Reading text:
*-*-*

This spring, two of Jesuthasan's client businesses — one in financial services and another in manufacturing — quietly stopped trying to enforce their in-office attendance rules. Company brass thought the initial worker backlash to requiring time in the office would go away, "but the noise level just kept getting ratcheted up," he said.

The return-to-office rules had become a distraction because managers were spending too much time re-explaining policies and dealing with individual exceptions, he said.

Strict requirements haven't been easy for employers that are hungry to keep talented workers, said Michael Steinitz, senior executive director of professional talent solutions at Robert Half, a staffing company working with employers and job seekers.

"It was almost as if employers wanted to make a statement with these mandates and to see where it landed," he said. "The market responded pretty aggressively — that people are willing to come to the office, but there's got to be some level of flexibility."

Robert Half is seeing more job postings for hybrid roles than it did last year, he noted. If the ability to work from home is crucial for a job seeker, they should prioritize that over the negotiation of other perks and benefits, he said.

"A job seeker might be willing to take less in terms of salary to gain that flexibility," he said. "It's a give-and-take situation, and I think we'll be seeing more of these types of negotiations."

Nearly half (45%) of human resources professionals working for businesses with strong expectations of onsite attendance or outright requirements said they had problems keeping workers, according to a June survey from the Conference Board.

In contrast, when employers gave workers leeway about where they worked, 15% of human resources professionals reported difficulties retaining workers, the survey said.

Employers 'continue to feel like it's better together'

To be sure, it's difficult to nail down the full extent of remote work compared with office attendance. The BLS numbers are just one dataset.

A long-running look at office occupancy from Kastle Systems, a security technology provider, shows an incremental march higher since 2021 with wide variations based on region and days of the week.

On Sept. 4, office occupancy across 10 U.S. cities was 2.6% higher than it was the Wednesday after Labor Day last year, Kastle data showed. There was a nearly 7% jump in major Texas cities and an almost 4% increase in the New York City area.

Kastle CEO Haniel Lynn said his data and anecdotes from employers don't suggest a retreat from in-person work.

*-*-*

What the task requires:
Answer these questions from the text on return-to-office rules.
1. What kind of company is Robert Half?
2. In the Conference Board's June survey, what share of human resources professionals reported difficulties retaining workers when employers gave workers leeway about where they worked?
3. According to Kastle data, how much higher was office occupancy across 10 U.S. cities on Sept. 4 than on the Wednesday after Labor Day last year?

*-*-*

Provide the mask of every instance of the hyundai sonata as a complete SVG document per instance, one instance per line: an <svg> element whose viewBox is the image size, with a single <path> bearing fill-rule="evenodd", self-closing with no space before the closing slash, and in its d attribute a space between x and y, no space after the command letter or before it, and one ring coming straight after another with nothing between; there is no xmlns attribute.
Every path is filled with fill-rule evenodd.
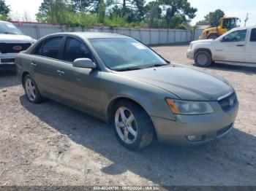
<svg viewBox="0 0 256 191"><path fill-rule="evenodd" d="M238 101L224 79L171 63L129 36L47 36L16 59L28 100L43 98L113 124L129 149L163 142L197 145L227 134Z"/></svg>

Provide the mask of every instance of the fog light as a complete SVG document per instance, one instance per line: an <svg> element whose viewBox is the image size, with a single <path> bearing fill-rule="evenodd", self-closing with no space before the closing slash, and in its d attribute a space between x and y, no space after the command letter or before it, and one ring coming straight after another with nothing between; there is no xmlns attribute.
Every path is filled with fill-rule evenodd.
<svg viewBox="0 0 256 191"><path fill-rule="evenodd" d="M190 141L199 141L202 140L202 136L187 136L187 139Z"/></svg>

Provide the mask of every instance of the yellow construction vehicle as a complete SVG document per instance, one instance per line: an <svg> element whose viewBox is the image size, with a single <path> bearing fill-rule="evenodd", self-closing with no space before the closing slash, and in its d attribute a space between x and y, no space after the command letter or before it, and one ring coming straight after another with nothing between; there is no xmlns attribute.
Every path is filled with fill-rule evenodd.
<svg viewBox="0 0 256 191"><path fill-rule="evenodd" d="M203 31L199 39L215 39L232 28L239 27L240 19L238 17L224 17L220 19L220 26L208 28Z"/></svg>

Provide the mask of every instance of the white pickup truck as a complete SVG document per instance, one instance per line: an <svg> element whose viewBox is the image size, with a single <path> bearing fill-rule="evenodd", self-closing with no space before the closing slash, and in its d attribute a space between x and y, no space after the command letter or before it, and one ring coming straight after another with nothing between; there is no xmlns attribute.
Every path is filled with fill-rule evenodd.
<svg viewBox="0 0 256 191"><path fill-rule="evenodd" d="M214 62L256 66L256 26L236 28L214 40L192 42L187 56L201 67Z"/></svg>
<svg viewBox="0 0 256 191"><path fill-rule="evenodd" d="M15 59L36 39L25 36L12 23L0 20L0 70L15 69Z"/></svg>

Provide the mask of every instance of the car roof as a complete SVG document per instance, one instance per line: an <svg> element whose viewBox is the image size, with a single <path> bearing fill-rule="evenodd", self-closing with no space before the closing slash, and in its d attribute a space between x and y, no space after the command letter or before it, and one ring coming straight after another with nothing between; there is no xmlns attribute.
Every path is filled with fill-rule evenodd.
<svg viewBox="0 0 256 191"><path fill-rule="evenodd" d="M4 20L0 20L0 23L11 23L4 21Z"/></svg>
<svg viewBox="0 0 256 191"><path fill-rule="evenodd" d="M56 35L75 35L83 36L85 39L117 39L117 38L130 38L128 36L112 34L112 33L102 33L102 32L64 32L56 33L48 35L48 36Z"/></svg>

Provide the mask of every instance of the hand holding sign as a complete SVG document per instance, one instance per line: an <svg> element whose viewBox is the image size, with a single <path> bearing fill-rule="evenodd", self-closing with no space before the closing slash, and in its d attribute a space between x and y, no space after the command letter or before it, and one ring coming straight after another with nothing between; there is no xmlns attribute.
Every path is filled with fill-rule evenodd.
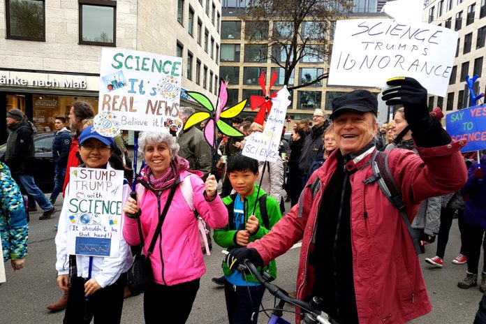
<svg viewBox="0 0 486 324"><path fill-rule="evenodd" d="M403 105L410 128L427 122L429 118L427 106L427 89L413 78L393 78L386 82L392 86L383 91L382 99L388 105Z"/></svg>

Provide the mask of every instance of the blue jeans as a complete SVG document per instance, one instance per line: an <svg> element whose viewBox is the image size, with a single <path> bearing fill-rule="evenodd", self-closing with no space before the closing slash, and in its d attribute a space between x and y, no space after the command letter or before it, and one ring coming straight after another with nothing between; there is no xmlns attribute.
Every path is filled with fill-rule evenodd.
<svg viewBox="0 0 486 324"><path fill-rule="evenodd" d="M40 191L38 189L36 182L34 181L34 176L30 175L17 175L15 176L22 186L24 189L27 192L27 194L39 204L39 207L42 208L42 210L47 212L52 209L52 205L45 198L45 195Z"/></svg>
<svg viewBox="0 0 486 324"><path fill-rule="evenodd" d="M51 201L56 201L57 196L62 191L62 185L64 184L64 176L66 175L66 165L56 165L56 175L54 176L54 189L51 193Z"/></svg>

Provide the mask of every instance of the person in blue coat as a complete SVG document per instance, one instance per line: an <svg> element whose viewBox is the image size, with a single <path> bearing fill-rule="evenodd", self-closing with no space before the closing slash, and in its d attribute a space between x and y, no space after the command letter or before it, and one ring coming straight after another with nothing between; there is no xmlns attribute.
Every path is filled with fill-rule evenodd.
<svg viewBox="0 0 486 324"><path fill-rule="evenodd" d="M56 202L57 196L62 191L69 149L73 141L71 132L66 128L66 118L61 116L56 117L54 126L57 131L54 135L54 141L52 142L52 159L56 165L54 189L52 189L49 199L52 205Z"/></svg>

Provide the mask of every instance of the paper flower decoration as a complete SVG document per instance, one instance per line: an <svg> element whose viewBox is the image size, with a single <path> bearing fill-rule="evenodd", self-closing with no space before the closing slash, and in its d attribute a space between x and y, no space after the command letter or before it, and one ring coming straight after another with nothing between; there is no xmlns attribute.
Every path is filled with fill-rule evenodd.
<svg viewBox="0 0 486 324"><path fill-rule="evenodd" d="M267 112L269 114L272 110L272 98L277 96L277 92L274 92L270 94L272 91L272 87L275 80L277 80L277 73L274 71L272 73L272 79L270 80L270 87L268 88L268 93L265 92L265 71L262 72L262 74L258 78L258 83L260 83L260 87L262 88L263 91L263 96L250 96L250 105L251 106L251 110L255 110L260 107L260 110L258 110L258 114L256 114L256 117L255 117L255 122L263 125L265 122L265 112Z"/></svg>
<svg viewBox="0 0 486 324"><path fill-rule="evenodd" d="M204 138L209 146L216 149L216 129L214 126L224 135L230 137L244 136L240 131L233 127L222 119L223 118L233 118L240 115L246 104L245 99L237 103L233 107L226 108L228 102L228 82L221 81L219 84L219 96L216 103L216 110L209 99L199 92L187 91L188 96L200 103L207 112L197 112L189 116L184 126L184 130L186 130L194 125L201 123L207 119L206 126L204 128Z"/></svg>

*-*-*

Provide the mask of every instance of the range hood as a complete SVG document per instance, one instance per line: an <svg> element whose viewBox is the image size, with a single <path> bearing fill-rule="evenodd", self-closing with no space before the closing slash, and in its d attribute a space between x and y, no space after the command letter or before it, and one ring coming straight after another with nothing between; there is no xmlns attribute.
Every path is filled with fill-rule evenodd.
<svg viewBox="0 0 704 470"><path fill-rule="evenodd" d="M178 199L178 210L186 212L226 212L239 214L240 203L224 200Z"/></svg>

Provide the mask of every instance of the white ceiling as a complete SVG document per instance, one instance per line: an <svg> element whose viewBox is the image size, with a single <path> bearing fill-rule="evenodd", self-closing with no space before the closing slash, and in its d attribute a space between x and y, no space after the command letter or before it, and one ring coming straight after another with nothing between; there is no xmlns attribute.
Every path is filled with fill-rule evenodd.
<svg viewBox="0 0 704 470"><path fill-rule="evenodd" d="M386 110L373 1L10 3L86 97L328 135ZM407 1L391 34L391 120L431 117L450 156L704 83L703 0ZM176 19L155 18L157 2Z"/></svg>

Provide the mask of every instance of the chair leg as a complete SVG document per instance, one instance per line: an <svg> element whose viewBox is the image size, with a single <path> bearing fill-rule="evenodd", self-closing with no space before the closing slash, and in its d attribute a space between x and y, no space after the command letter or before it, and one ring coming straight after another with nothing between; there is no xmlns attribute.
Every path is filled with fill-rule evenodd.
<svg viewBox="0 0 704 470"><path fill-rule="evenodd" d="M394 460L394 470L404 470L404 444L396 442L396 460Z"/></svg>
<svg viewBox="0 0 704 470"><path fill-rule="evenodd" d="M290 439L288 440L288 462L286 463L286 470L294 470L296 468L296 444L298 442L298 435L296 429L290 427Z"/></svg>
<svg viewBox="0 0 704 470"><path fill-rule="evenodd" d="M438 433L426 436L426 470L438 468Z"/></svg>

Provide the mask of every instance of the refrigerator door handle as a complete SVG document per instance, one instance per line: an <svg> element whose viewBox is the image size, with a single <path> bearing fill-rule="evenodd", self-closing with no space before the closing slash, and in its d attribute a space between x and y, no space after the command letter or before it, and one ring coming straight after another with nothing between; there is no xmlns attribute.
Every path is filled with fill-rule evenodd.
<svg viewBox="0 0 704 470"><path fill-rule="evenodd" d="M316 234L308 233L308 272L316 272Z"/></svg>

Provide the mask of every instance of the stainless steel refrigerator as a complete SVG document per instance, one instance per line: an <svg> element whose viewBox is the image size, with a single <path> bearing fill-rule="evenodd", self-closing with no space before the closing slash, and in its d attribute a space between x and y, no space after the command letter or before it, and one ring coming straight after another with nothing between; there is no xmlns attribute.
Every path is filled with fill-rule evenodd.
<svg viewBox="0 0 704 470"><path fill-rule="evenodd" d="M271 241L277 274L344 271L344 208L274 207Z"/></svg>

*-*-*

Answer to this exercise:
1. A staffing company working with employers and job seekers.
2. 15%.
3. 2.6% higher.